TASK ITEM
Using the listing below, count the lines in which "green" appears; give the count alone.
----------
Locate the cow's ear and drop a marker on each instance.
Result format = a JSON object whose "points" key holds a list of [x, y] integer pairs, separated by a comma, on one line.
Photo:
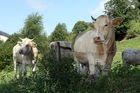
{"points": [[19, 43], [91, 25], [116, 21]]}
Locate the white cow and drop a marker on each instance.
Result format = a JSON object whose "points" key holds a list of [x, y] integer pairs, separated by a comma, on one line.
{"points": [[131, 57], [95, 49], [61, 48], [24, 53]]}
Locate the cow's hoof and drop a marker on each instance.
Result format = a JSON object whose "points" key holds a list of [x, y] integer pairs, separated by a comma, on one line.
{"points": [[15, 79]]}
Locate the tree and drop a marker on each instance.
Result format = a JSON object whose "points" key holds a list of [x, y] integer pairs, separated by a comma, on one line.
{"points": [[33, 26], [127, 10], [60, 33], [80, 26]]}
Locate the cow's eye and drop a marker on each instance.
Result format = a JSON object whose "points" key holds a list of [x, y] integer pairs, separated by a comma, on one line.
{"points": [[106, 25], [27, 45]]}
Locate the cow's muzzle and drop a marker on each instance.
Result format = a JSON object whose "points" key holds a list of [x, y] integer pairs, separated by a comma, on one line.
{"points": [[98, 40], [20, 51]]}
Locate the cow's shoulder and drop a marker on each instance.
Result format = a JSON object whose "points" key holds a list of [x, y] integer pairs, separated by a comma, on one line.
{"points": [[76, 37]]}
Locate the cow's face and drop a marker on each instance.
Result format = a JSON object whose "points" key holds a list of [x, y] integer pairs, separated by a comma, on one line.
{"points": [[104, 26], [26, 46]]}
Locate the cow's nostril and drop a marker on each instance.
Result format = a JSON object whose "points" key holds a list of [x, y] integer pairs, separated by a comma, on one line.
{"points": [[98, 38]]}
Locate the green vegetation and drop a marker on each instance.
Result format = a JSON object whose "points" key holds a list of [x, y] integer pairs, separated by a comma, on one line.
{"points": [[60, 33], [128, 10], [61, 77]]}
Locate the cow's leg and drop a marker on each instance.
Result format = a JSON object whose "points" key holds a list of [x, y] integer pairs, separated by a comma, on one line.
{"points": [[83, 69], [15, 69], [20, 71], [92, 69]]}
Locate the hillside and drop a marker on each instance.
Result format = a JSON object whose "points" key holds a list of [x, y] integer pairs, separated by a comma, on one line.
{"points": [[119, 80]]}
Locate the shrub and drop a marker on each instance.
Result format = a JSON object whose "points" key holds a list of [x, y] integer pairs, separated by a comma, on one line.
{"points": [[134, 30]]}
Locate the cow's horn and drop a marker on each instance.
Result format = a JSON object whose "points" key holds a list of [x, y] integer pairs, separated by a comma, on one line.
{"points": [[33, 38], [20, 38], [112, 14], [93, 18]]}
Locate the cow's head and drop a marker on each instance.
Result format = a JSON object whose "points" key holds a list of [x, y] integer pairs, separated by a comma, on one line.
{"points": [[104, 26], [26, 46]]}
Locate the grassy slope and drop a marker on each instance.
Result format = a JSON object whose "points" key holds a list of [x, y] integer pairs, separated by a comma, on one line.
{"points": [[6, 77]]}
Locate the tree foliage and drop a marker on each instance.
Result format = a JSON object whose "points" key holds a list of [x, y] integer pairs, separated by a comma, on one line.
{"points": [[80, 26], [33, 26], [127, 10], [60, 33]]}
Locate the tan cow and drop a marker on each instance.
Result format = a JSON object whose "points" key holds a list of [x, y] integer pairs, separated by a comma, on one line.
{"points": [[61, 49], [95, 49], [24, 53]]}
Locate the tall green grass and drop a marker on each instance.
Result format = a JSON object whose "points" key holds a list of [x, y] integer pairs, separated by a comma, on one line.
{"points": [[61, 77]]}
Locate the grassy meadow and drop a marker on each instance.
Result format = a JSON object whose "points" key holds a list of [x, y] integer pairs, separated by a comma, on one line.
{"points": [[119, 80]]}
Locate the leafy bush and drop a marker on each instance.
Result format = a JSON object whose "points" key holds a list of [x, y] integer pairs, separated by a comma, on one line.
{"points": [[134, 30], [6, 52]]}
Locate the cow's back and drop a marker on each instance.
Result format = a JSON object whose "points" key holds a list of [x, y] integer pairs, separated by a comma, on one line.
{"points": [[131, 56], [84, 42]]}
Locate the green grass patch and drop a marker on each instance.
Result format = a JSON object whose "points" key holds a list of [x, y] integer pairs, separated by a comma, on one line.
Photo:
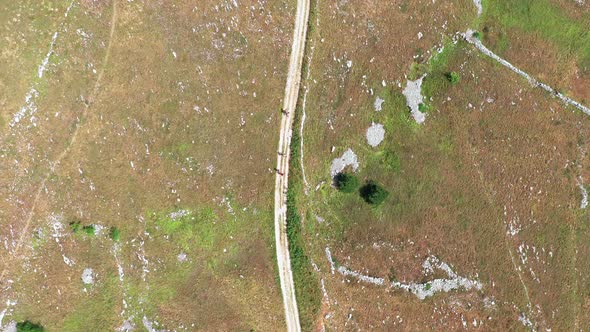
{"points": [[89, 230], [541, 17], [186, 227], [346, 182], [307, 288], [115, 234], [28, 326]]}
----------
WRITTEN SOLUTION
3